:: Page ::
begin

Since spring 2025, UCSC has laid off several key staff in the 10 residential colleges by eliminating positions and placing a hold on rehiring. These positions included people who provided student advising and direct student services. The loss of people who are responsible for cultivating college life has left students like us without vital resources that promote our success. 

Cuts to the staff of the college system are also damaging one of the most distinctive characteristics of the campus and removing one of the main appeals UCSC has for students. As two of the countless number of students who have benefited from the college system, we can say that the cuts are undermining our sense of belonging on campus. 

One of the most integral and most visible positions being reduced is the college provost, who serves as the head of each college. Historically, the provostship has been a position of connection; provosts oversee academic residential life at the college, but they also interact with students by hosting dinners and collaborating with students to improve the college experience.

This year, UCSC administrators made the decision to reduce the provost position from nine provosts to five, further stretching resources for provosts and their ability to get to know the students in their college.  

As two UCSC students, we’re worried about the quality of life on campus and are directly affected by UCSC administrators’ choices to diminish the colleges’ role on campus. 

We each have a slightly different experience with the system and we thought it might be useful to share our thoughts with the community as a conversation.

Alex: As a low-income student who struggled to access higher education, staff members of Stevenson College gave me a foundation to build confidence in my first year on campus. The college and student-facing staff helped me to find a community that led to my success. Those staff and college mentors are the ones who knew me well enough to write letters of recommendation, which have enabled me to win nationally ranked awards, programs and fellowships and be competitive with students from private institutions who have a disproportionately greater degree of individualized mentorship. 

These mentors have also helped me become the first in my family to pursue graduate school and hopefully the first lawyer in my family’s history. I know with certainty I wouldn’t be the same student without the time they dedicated to getting to know me, guiding my journey, and overall supporting my success as a student. Removing these people and overextending remaining staff, who are now taxed with far more roles and responsibilities, is undermining the ability to give students the key support and care I was lucky to receive. 

Isaac: I agree. Faculty at the colleges, for me, and the relationships they foster are the reason why the colleges are special. These faculty and staff are the ones who are always open to student input – not because it’s needed, but because it’s wanted. They’re the ones who provide spaces for students to be heard when, for example, they need feedback on an essay or have concerns about their future careers. 

They’re also the ones I’ve gone to with questions about managing college life –  including how to succeed academically and how to take advantage of the resources here. It’s not only academics. I’ve talked about so many things like personal projects and questions about life over a cup of good coffee. They’re the reason the colleges give students a sense of well-being and belonging on campus. 

Alex: Not only this, but college identity is also a conduit to alumni. I have connected with numerous alumni because of our shared connection to our residential college. Sharing a residential college distinguishes the UCSC experience from other large public schools. 

Personally, I find it painful to see how administrators are attempting to present the reduction of these roles as beneficial to students. Fewer staff, simply put, translates to less student support. There’s no way to repackage that.

end

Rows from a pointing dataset
begin

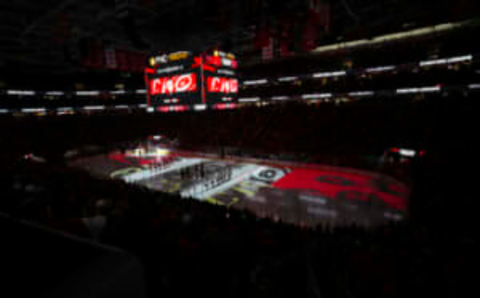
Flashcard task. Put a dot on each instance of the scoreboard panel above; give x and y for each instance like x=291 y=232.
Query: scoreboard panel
x=181 y=80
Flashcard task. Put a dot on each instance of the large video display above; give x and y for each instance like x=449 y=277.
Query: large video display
x=186 y=81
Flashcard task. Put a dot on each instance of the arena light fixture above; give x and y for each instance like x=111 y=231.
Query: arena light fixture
x=392 y=36
x=94 y=108
x=200 y=107
x=55 y=93
x=316 y=95
x=64 y=109
x=280 y=98
x=456 y=59
x=255 y=82
x=380 y=68
x=87 y=93
x=361 y=93
x=474 y=86
x=419 y=90
x=287 y=79
x=249 y=99
x=117 y=92
x=34 y=110
x=460 y=59
x=21 y=92
x=407 y=152
x=329 y=74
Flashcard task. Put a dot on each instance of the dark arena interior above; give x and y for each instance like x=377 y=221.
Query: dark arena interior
x=227 y=148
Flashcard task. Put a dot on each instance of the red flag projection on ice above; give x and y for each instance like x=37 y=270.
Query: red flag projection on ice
x=174 y=84
x=222 y=85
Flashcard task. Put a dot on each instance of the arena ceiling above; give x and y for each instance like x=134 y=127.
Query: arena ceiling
x=38 y=36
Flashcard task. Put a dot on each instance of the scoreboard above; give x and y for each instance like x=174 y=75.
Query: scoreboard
x=182 y=81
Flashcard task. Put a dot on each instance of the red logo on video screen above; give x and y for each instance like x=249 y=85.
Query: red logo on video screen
x=174 y=84
x=222 y=85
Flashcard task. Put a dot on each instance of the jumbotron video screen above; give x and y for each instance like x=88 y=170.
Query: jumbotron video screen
x=182 y=81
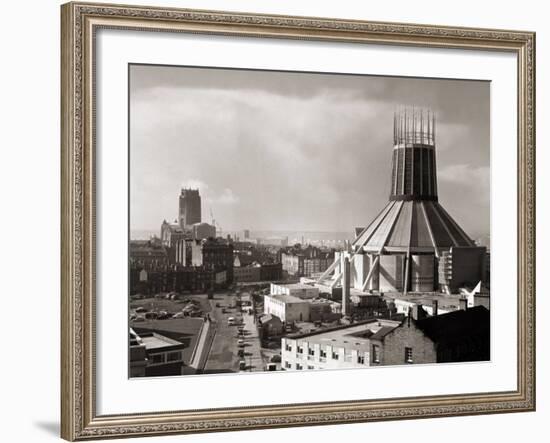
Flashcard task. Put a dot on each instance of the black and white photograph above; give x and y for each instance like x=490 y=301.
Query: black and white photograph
x=296 y=221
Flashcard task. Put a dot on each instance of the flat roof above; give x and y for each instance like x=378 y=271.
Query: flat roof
x=349 y=336
x=443 y=301
x=285 y=298
x=157 y=341
x=295 y=286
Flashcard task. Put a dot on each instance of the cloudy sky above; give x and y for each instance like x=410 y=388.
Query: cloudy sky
x=295 y=151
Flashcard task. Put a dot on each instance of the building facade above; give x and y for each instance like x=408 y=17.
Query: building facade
x=304 y=262
x=295 y=289
x=458 y=336
x=153 y=354
x=288 y=308
x=189 y=208
x=413 y=245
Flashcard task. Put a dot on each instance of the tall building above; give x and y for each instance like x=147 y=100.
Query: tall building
x=413 y=244
x=190 y=208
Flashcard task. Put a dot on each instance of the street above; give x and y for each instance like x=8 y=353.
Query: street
x=223 y=355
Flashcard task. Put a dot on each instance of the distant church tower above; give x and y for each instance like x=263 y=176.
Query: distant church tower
x=190 y=208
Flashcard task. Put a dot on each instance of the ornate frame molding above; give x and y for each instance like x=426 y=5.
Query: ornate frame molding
x=79 y=418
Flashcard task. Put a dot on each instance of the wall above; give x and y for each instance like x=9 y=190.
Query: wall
x=30 y=167
x=393 y=349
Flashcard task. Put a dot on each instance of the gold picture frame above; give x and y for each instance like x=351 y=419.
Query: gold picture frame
x=79 y=21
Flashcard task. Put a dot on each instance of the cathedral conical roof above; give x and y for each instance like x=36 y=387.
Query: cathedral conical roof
x=413 y=226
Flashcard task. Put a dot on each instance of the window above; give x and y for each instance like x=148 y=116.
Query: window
x=408 y=355
x=173 y=356
x=157 y=358
x=376 y=353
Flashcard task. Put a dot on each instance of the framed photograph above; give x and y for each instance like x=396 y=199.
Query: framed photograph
x=283 y=221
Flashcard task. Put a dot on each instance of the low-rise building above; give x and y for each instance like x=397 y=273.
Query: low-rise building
x=153 y=354
x=243 y=274
x=458 y=336
x=306 y=261
x=270 y=325
x=287 y=307
x=148 y=253
x=296 y=289
x=343 y=347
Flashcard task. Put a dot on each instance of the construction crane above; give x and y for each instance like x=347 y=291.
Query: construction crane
x=218 y=227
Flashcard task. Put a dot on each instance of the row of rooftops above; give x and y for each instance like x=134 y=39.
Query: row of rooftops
x=448 y=328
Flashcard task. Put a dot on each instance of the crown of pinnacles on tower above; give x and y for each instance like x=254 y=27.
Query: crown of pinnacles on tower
x=413 y=220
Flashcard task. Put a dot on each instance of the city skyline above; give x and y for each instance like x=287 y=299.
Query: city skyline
x=286 y=151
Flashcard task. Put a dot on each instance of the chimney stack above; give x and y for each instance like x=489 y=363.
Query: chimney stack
x=346 y=287
x=435 y=307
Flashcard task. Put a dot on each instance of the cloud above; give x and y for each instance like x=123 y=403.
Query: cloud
x=466 y=175
x=227 y=197
x=287 y=151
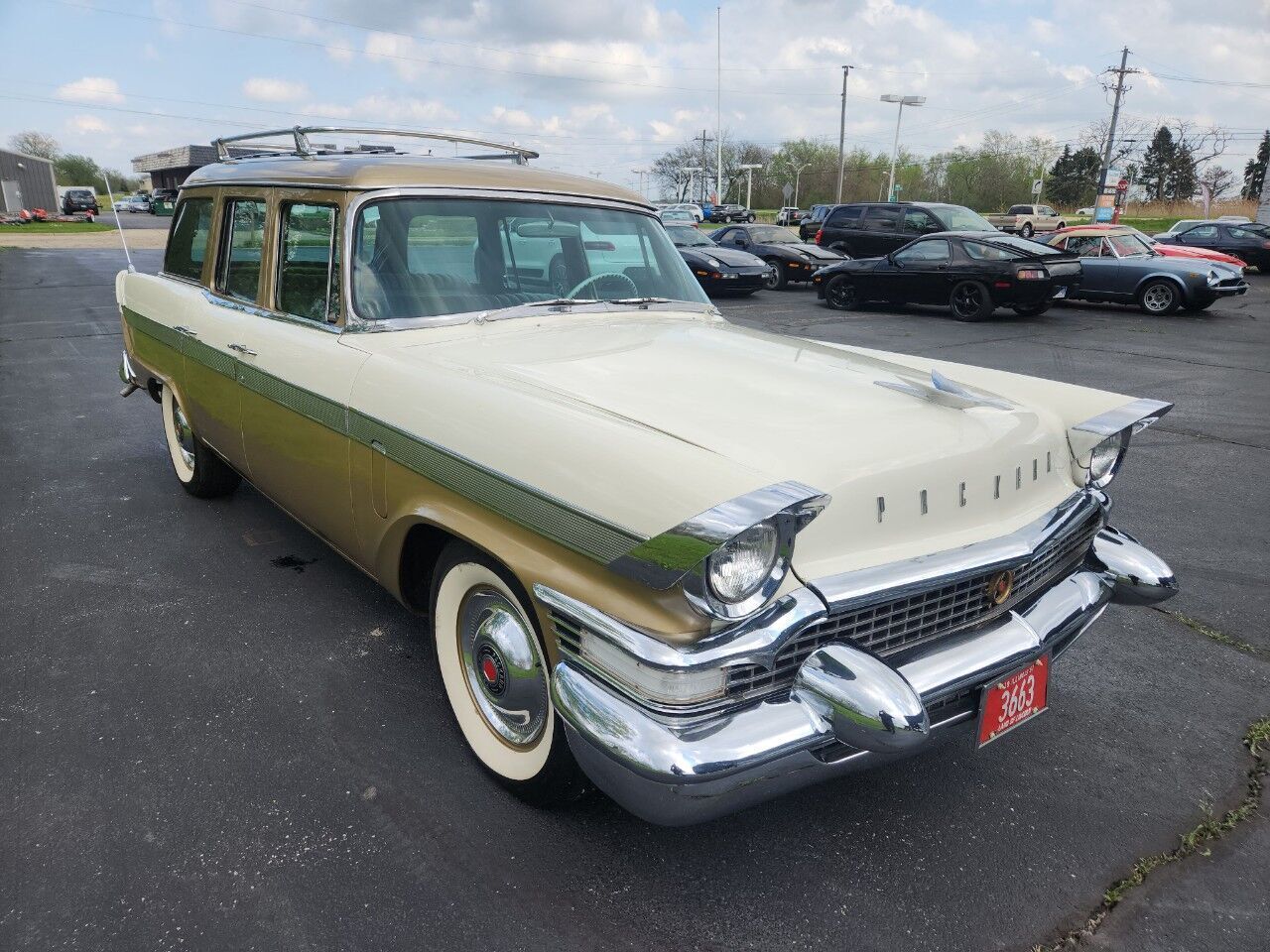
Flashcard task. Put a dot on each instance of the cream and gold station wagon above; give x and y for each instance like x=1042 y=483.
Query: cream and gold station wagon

end

:: Problem set ::
**1.** Rewrite the piece on cuts to UCSC's residential colleges between "We each have" and "of individualized mentorship.", inclusive, putting "dialogue" in place of "conversation".
**2.** Carry the piece on cuts to UCSC's residential colleges further, beginning right after its last sentence.

:: Solved problems ::
**1.**
We each have a slightly different experience with the system and we thought it might be useful to share our thoughts with the community as a dialogue.

Alex: As a low-income student who struggled to access higher education, staff members of Stevenson College gave me a foundation to build confidence in my first year on campus. The college and student-facing staff helped me to find a community that led to my success. Those staff and college mentors are the ones who knew me well enough to write letters of recommendation, which have enabled me to win nationally ranked awards, programs and fellowships and be competitive with students from private institutions who have a disproportionately greater degree of individualized mentorship.

**2.**
Isaac: These changes also challenge the very core of the original Santa Cruz dream. UCSC from the beginning was imagined as different from the universities of the time, and this was to be done by focusing on liberal arts and on the colleges and their faculty. I’m interested in this idea and I’ve done research on it. 

The dream, developed by Clark Kerr (president of the University of California 1958-1967) and Dean E. McHenry (founding chancellor of UCSC), set out to create a campus influenced by liberal arts colleges, such as Oxford University, and with a singular focus on undergraduates. It was supposed to maintain a “small school” feel even as the university grew, for the purpose of creating close relationships between students and faculty. To these founders and the rest of the founding faculty, the undergraduates and the connections to them were at the heart of UCSC. 

We see this dream in a 1966 Stanford University film made a year after the UCSC campus opened. Here, faculty can be seen not in offices or in inaccessible locations, but among students. They’re with students talking, eating and sharing ideas with them. 

Alex: It’s an amazing piece of history. It feels weird to think about now, at this critical time, when it’s the lowest-ranking UC school, and when the campus is spending hundreds of thousands of dollars on recruiting high-level administrators and cutting student-facing staff. Decision-makers, like our chancellor, need to think where they want to place their greatest investment: in high-level administrators making well over half a million dollars? Or the staff who actually are the backbone of the university?

UCSC loves to talk about “belonging” as a central tenet of the institution. But how will students belong if the very people who work most closely with students and know our viewpoints disappear? Now is not the time to be sacrificing student success in the name of budget cuts. Students’ quality of education, housing and basic needs have already been sacrificed as a result of UCSC’s budget crisis. 

Removing student-facing roles is not the answer. 

It’s in this question that lies the future of UCSC: as either a diminished institution that forgoes the cultivation of its students or as one that can substantiate its legacy as an institution that emphasizes college culture, student belonging and success. Without the individualized support and connections I made with college staff and resource center mentors, I wouldn’t have achieved the same level of success as a student. 

Is UCSC willing to sacrifice that experience for more students?

Isaac: A student in the film mentions how at UCSC there was a “we” whenever students would talk about the university. That “we” is what UCSC should strive for. 

UC Santa Cruz students Alex Santiago (left) and Isaac Belloso. Credit: Contributed

UCSC should focus and facilitate student identity, using students’ voices as a strength, as it historically did through the colleges for more than 60 years. Students should not find out impactful changes, such as the reduction in college provosts, through news articles. That choice should belong to students who, after all, are the ones undertaking the college experience. 

As we undertake our education, it is important to recognize that students have largely paved the path for the institution UC Santa Cruz is today. As a result, incorporating student voices into these decisions is critical, now more than ever.  

We’re calling on Chancellor Cindy Larive, interim Campus Provost Paul Koch and newly appointed Campus Provost Jennifer Johnson-Hanks to invite student voices into the discussion involving the colleges. The university has nothing to lose and everything to gain from it.

Isaac Belloso is a proud Oakes College affiliate and a second-year legal studies major at UCSC. He currently serves as the travel coordinator for the mock trial team at UCSC and has a strong interest in UCSC history.

Alex Santiago is a proud Stevenson College affiliate and a third-year politics and Latin American studies student at UCSC. On campus, she served as a student representative in the Stevenson Student Council and as legislative director of the Student Housing Coalition, and is the founder of La Sociedad of Latine Pre-Law Students. She plans to attend law school to become an attorney focused on indigent tenant defense and housing advocacy.